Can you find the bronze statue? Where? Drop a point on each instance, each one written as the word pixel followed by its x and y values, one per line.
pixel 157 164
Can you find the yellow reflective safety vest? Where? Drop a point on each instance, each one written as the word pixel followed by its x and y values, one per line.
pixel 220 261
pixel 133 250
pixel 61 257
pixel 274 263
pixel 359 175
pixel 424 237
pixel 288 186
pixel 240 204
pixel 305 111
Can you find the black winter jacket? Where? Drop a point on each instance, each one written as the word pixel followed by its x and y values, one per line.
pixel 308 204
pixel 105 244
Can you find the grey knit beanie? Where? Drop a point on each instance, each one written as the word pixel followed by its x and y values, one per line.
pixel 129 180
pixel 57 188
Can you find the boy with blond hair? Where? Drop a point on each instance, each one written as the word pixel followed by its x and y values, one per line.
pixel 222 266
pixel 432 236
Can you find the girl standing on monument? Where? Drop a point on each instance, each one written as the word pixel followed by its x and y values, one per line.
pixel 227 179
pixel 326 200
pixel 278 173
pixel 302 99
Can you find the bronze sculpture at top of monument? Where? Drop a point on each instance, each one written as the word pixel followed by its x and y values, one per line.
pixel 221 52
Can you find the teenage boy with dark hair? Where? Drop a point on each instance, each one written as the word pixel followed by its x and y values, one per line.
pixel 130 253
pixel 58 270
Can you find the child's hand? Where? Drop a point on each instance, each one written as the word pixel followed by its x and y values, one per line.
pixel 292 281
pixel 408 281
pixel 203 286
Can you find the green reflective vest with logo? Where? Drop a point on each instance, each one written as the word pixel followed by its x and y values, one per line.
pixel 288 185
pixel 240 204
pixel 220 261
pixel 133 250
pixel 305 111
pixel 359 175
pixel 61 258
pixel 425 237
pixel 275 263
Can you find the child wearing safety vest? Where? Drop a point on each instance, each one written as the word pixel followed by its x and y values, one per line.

----

Scale everything from the start of the records down to the line containing "pixel 157 164", both ends included, and write out those lines again with their requests. Multiply each point coordinate in the answers by 2.45, rounding to whole numbers with halves going up, and leave the numbers in the requests and their format samples unchanged.

**WORKED ANSWER**
Can you find the bronze statue? Where? Drop a point on each instance, each one written as the word pixel followed by its x and y values, one per line.
pixel 385 402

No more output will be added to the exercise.